Pick out each line in the records below that contains the word "cart" and copy it. Matching is case-sensitive.

>> BEGIN Records for this task

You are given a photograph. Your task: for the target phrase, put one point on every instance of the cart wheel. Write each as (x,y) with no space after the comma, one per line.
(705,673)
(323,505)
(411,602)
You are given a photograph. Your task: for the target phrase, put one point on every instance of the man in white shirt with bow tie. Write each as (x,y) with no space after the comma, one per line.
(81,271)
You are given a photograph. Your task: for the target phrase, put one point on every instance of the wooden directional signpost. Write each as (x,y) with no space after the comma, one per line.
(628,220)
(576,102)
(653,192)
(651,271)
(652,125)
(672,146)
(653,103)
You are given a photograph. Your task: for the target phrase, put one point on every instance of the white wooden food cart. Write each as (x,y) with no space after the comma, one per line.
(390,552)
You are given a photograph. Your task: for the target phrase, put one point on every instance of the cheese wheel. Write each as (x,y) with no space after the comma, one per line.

>> END Records for this task
>> BEGIN Records for this task

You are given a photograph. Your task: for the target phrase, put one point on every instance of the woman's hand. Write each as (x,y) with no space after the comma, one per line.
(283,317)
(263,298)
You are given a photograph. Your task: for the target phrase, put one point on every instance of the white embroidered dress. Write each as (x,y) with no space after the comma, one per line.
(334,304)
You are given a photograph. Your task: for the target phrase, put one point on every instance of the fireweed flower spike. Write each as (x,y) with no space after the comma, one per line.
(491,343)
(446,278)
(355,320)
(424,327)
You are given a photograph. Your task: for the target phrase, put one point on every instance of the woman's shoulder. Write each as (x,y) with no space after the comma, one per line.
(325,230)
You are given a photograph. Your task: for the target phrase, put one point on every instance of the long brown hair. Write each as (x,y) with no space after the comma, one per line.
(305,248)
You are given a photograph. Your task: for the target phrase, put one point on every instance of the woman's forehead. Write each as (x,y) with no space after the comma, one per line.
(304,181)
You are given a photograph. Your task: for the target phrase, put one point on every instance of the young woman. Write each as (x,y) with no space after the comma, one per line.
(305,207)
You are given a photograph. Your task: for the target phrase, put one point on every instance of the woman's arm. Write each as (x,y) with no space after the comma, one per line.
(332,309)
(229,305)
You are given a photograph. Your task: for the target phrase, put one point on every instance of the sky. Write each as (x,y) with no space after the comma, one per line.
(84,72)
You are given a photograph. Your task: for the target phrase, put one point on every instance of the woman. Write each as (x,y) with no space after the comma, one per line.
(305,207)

>> END Records for this task
>> BEGIN Records for this task

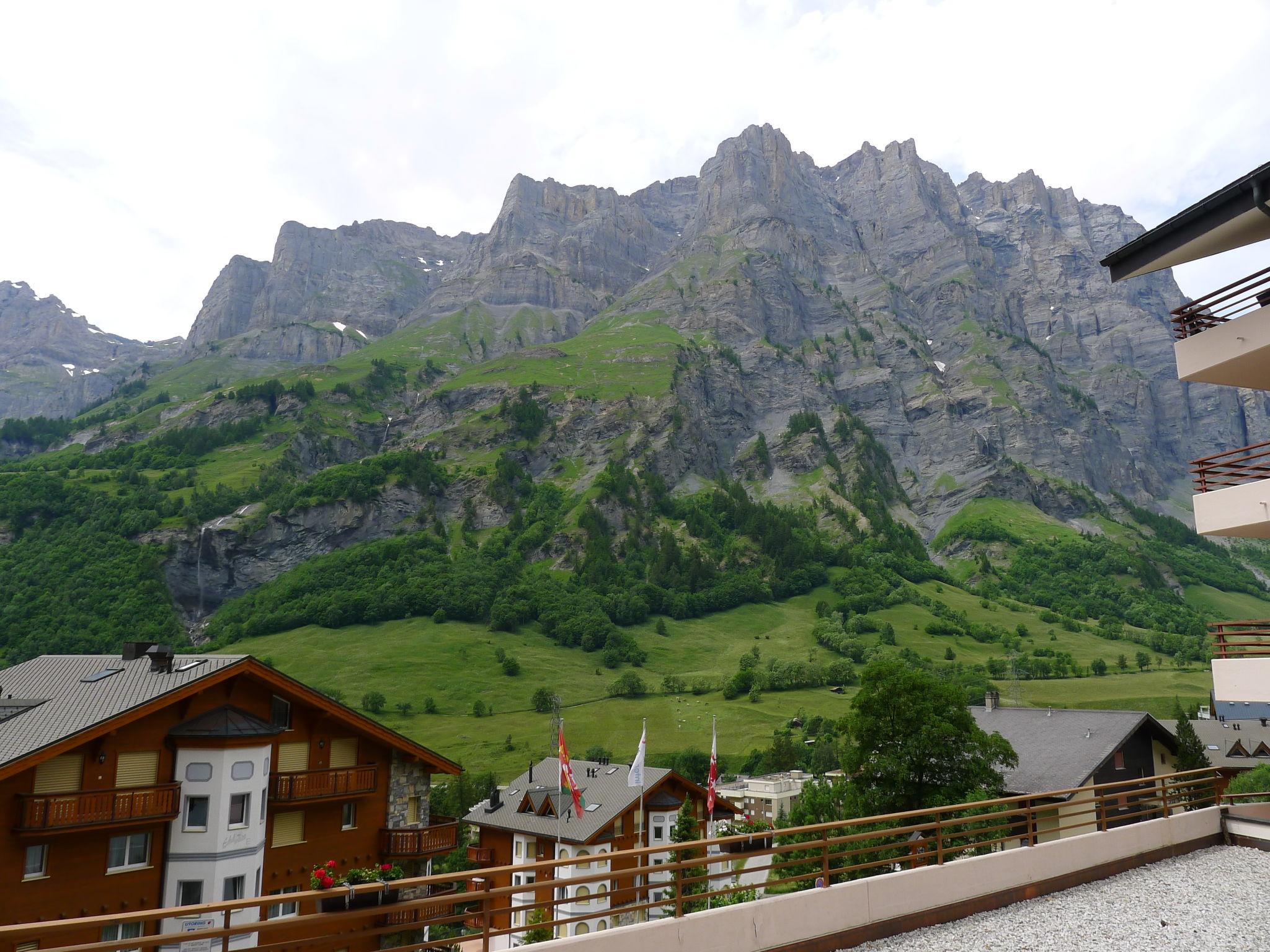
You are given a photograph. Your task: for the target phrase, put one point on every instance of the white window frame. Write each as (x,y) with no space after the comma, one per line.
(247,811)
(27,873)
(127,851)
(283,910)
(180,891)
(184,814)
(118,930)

>> END Records for this task

Task answer:
You are given a photograph. Your task: for the target phrase, put one point on every instance of the cart wheel. Write each as (x,y) with no space after the comma, one per line.
You are given a photograph. Your task: for the target phrase, put one point on every instance of the white wooden food cart. Write each as (x,y) with no space after the comma, one per line.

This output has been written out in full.